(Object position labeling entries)
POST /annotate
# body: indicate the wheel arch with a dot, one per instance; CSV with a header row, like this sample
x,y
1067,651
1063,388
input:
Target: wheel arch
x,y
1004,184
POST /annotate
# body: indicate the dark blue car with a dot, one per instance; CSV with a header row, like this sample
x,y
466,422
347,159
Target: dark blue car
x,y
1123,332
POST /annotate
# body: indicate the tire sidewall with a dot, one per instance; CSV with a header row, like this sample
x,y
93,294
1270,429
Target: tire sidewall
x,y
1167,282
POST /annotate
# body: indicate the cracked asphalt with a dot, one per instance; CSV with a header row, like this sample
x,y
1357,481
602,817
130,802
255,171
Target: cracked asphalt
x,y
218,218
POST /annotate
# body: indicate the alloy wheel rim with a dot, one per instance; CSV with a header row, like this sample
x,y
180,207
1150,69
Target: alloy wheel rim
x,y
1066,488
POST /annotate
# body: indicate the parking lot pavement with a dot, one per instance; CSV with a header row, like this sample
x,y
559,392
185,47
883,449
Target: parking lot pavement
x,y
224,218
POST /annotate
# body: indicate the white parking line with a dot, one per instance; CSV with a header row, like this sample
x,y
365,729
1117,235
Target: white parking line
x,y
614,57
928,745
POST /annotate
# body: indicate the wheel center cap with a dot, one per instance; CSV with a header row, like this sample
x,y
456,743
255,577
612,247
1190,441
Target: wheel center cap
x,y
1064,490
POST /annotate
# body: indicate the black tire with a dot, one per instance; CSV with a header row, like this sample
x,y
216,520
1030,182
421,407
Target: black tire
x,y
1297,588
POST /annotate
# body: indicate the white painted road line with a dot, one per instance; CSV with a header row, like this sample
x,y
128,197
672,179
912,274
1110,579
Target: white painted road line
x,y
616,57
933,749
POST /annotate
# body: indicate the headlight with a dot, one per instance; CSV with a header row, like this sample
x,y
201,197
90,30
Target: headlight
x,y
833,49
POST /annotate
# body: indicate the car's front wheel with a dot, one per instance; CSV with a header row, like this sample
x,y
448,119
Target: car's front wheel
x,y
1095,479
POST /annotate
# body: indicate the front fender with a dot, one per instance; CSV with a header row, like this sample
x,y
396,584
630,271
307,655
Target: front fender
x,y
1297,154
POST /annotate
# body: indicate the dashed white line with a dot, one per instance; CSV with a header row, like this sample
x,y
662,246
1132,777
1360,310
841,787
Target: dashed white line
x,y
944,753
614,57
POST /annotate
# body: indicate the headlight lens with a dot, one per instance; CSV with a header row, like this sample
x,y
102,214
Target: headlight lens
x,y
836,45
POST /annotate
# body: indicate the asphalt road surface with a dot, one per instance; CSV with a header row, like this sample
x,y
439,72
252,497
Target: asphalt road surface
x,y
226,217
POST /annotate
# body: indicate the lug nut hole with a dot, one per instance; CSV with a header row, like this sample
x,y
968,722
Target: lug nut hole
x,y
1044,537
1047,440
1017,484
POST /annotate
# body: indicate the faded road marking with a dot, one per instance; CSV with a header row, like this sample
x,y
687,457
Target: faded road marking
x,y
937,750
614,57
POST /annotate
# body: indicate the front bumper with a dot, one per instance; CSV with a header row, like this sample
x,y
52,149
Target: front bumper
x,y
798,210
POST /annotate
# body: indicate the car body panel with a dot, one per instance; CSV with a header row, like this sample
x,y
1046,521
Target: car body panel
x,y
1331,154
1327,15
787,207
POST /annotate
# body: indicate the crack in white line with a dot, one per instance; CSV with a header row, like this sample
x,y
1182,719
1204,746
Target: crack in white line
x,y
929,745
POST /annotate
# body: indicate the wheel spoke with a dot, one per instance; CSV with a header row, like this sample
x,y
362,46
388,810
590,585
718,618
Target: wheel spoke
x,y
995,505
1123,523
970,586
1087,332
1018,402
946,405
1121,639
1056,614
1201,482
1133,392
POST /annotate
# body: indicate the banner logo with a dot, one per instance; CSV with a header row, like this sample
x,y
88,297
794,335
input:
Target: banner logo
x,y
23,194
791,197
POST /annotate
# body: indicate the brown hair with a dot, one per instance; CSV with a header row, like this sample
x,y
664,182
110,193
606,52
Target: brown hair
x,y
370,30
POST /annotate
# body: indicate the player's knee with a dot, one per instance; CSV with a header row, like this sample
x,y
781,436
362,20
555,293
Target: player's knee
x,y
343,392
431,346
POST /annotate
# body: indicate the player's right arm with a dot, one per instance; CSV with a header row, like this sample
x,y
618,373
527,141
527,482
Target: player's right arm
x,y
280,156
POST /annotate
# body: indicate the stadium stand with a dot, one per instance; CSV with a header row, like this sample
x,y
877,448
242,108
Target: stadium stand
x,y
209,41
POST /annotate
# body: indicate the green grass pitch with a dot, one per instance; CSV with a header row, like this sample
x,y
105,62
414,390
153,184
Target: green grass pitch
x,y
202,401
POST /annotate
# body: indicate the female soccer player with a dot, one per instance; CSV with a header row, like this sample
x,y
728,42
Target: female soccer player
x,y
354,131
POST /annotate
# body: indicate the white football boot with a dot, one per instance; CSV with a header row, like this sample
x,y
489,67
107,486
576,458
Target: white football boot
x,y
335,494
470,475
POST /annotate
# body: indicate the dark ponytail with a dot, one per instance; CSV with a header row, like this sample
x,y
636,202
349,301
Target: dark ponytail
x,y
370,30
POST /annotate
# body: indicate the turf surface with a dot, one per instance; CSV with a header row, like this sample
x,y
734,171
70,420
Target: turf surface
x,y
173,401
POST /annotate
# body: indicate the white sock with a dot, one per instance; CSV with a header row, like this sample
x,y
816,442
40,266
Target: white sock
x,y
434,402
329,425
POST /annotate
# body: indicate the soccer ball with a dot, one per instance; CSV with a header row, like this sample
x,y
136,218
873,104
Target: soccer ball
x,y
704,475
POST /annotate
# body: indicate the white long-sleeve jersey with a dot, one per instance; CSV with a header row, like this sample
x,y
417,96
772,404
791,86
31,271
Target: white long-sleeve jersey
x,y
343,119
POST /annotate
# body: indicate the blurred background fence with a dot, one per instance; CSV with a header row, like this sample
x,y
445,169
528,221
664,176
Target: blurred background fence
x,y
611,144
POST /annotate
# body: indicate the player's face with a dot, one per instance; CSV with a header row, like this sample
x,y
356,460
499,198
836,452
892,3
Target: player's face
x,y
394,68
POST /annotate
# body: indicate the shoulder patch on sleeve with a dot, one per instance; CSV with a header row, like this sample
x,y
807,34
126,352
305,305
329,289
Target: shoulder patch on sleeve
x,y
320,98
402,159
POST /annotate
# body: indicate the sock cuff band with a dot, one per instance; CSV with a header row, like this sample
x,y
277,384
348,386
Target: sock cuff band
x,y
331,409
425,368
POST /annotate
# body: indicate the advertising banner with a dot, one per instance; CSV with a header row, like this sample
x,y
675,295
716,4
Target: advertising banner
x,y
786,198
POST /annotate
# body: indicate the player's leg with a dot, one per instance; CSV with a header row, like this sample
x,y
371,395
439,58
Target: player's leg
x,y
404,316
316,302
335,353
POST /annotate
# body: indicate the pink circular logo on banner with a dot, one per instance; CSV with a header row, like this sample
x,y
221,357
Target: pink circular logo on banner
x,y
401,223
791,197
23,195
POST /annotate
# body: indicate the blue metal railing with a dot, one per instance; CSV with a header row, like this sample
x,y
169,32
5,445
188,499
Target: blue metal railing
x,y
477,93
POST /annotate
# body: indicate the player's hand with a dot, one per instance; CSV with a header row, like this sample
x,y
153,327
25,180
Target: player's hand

#### WRITTEN INSTRUCTION:
Without leaving anything out, give the entries again exactly.

#### SOLUTION TO THE PROBLEM:
POST /annotate
# body: indicate the wheel arch with a dot, one per instance; CSV with a header row, like this sample
x,y
1067,651
1063,388
input:
Target: wheel arch
x,y
1004,184
POST /annotate
# body: indicate the dark blue car with a dot, one per instance; CSV with a header row, like this sample
x,y
466,422
347,159
Target: dark blue car
x,y
1123,332
POST /annotate
# body: indicate the tire sidewall with a dot, one per instance; CSV with a header row, like this sample
x,y
93,294
1270,429
Target: tire sidewall
x,y
1167,282
POST /annotate
# body: indicate the cracked asphalt with a dot, one per instance; CSV with a header row, like this sample
x,y
1357,481
602,817
130,802
255,171
Target: cracked asphalt
x,y
218,218
POST /annotate
# body: indicate the alloy wheel rim with a dot, one per instance; CSV with a header row, like this sample
x,y
180,207
1150,69
Target: alloy wheel rim
x,y
1066,488
POST /annotate
# body: indicate the parking lot pavement with a dot, one per instance; CSV with a header row, like this sample
x,y
559,392
185,47
883,449
Target: parking lot pavement
x,y
224,218
POST /annotate
# body: indicate the white parking line with a dot, one per instance; CSV with a header row, like this sample
x,y
365,729
1117,235
Target: white parking line
x,y
614,57
928,745
POST /annotate
# body: indicate the wheel center cap with a dot, one per instance; CSV with a header row, like this sample
x,y
456,743
255,577
612,247
1190,441
Target: wheel center cap
x,y
1064,490
POST /annotate
# body: indicate the black tire with a dot, one per instance; CSV with a header row, like this sample
x,y
216,520
1030,182
421,407
Target: black tire
x,y
1297,588
POST /annotate
# body: indicate the white painted road line with a dot, one per instance; CSV with a header row, like this sample
x,y
128,197
672,179
912,274
1110,579
Target: white painted road line
x,y
616,57
933,749
POST /annotate
# body: indicate the headlight with a dot, one per instance; CSV with a header row, like this sample
x,y
201,197
90,30
Target: headlight
x,y
833,49
POST /annotate
# body: indicate the car's front wheel with a dot, one per instance; CSV with a header row, like this sample
x,y
448,119
Target: car's front wheel
x,y
1095,479
POST /annotate
# body: indicate the front fender with a dot, one per instance; CSV with a header row, like this sample
x,y
396,584
630,271
307,655
Target: front fender
x,y
1297,154
POST /annotate
# body: indicate the dashed white line with a dot, one per instance; CSV with a header row, like this sample
x,y
662,246
1132,777
1360,310
841,787
Target: dashed white line
x,y
944,753
614,57
POST /annotate
# body: indicate the headlight lens with a dot, one per instance; CSV with a header row, like this sample
x,y
102,214
Target: headlight lens
x,y
836,45
POST /annotate
# body: indicate the asphalt road surface with a dot, one per instance; CSV with a header row, like this sample
x,y
439,72
252,497
Target: asphalt road surface
x,y
226,217
POST /annotate
# body: indicate the lug nut hole with a dot, one per instance; CSV with a header row, like this sample
x,y
968,722
Target: lug nut hole
x,y
1044,537
1047,440
1017,484
POST /annotate
# body: indicate the faded road marking with a dot, one per instance; CSV with a header row, like this sample
x,y
687,457
Target: faded road marking
x,y
937,750
614,57
POST /annotate
# body: indicate the front bumper with a dot, one per instance; CSV with a header row, like this sample
x,y
52,149
Target: front bumper
x,y
798,210
POST /annotate
# body: indicate the car body panel with a dot, one per instance; CSV with a header row, like this sample
x,y
1046,521
Target: car body panel
x,y
1331,154
1327,15
787,207
POST /annotate
# body: indicate the crack in white line with a dot, one per instance; CSV with a header row, like this sample
x,y
1182,719
1204,746
Target: crack in white line
x,y
929,745
POST /annotate
# body: indicate the wheel spoke with a dot, one per instance; CSV with a header row, like this sample
x,y
362,46
388,810
590,585
718,618
Target: wheel spoke
x,y
995,505
1123,523
970,586
1087,332
1018,402
946,405
1121,639
1056,614
1201,482
1133,392
POST /annotate
# body: indicate the banner logo with a dot, one per instance; CSV with a header row, like this sample
x,y
88,297
794,335
input:
Target: banner logo
x,y
23,194
791,197
POST /annotate
# body: indicate the brown hair with a dot, one per instance; CSV with a header row, like this sample
x,y
664,182
110,193
606,52
Target: brown hair
x,y
370,30
POST /annotate
# body: indicate the player's knee with a dot, one per instance; CSV with a header row, like this sample
x,y
781,436
362,20
555,293
Target: player's knee
x,y
343,392
431,346
POST /annotate
# body: indicate the player's right arm with a dot, one per instance; CSV with a header row, like this sample
x,y
618,373
527,141
527,482
Target: player's right arm
x,y
280,156
POST /annotate
# body: indicate the stadium stand with a dot, one per instance; CSV with a header row, like this sample
x,y
877,448
242,108
Target: stadium stand
x,y
209,41
POST /annotate
# body: indicate the green grass pitch with a dot, one per instance; CSV with a header row, like this sample
x,y
105,62
414,390
153,184
Target: green grass pitch
x,y
202,401
POST /annotate
# body: indicate the female soccer player with a dot, one per instance; CSV with a header row, like this sample
x,y
728,42
Target: female soccer player
x,y
354,131
POST /annotate
# body: indicate the white football boot with a dot, one per instance; CSV with a header row, like this sample
x,y
489,67
107,486
576,458
Target: white football boot
x,y
335,494
470,475
POST /annotate
# body: indicate the dark ponytail with a dot, one per instance; CSV with a header row, like this sample
x,y
636,202
349,301
Target: dark ponytail
x,y
370,30
POST /annotate
# body: indicate the turf surface with a dot, one per instance; CSV with a header row, like this sample
x,y
734,171
70,420
Target: turf surface
x,y
173,401
POST /annotate
# body: indicate the white sock with a dot, one per instance; CSV with a header row, like this sample
x,y
816,442
40,266
Target: white sock
x,y
434,402
329,425
POST /annotate
# body: indicate the soccer ball with a dot, one per instance; CSV with a header row, like this sample
x,y
136,218
873,104
Target: soccer ball
x,y
704,475
POST /annotate
# body: indicate the white long-sleeve jersey with a dot, one per instance; CSV with a header row, like this sample
x,y
417,96
772,404
791,86
31,271
Target: white long-sleeve jersey
x,y
343,119
POST /annotate
# body: indicate the blurred background fence with a dot, one per instance; CSV with a header row, like this sample
x,y
445,169
528,221
664,176
Target: blurred background fence
x,y
611,144
POST /annotate
# body: indicate the player's face with a dot, one per instance; CSV with a header row, like this sample
x,y
356,460
499,198
836,452
892,3
Target: player's face
x,y
394,68
POST /annotate
# body: indicate the shoulder patch on sleeve with a dot, one per instance; CSV with a header row, like this sample
x,y
807,34
126,352
305,305
329,289
Target: shoulder patch on sleeve
x,y
320,98
402,159
POST /annotate
# body: indicate the sock cuff band with a dot, one per instance; CSV with a header row, like this sample
x,y
277,384
348,386
Target: sock cuff band
x,y
331,409
425,368
POST /annotate
# body: indicate the advertising banner with a dot, one per instance; CSV with a header row, like this sample
x,y
675,295
716,4
Target: advertising banner
x,y
786,198
POST /annotate
# body: indicate the player's leg with a dot, one per instance; CSV with a header row, like this sample
x,y
371,395
439,58
Target: player's leg
x,y
404,316
316,302
335,353
POST /annotate
# body: indicate the pink circular logo on banner with a dot, one per instance; CSV with a header row, like this sample
x,y
221,357
Target: pink circular logo on banner
x,y
401,223
791,197
23,195
POST /annotate
# body: indicate the blue metal railing with a dot, one per instance; CSV with a header row, like this sample
x,y
169,32
5,445
188,499
Target: blue metal railing
x,y
477,93
POST /annotate
# body: indicate the player's hand with a dot, one per instance; CSV with a header row, like this sample
x,y
153,327
25,180
Target: player's hand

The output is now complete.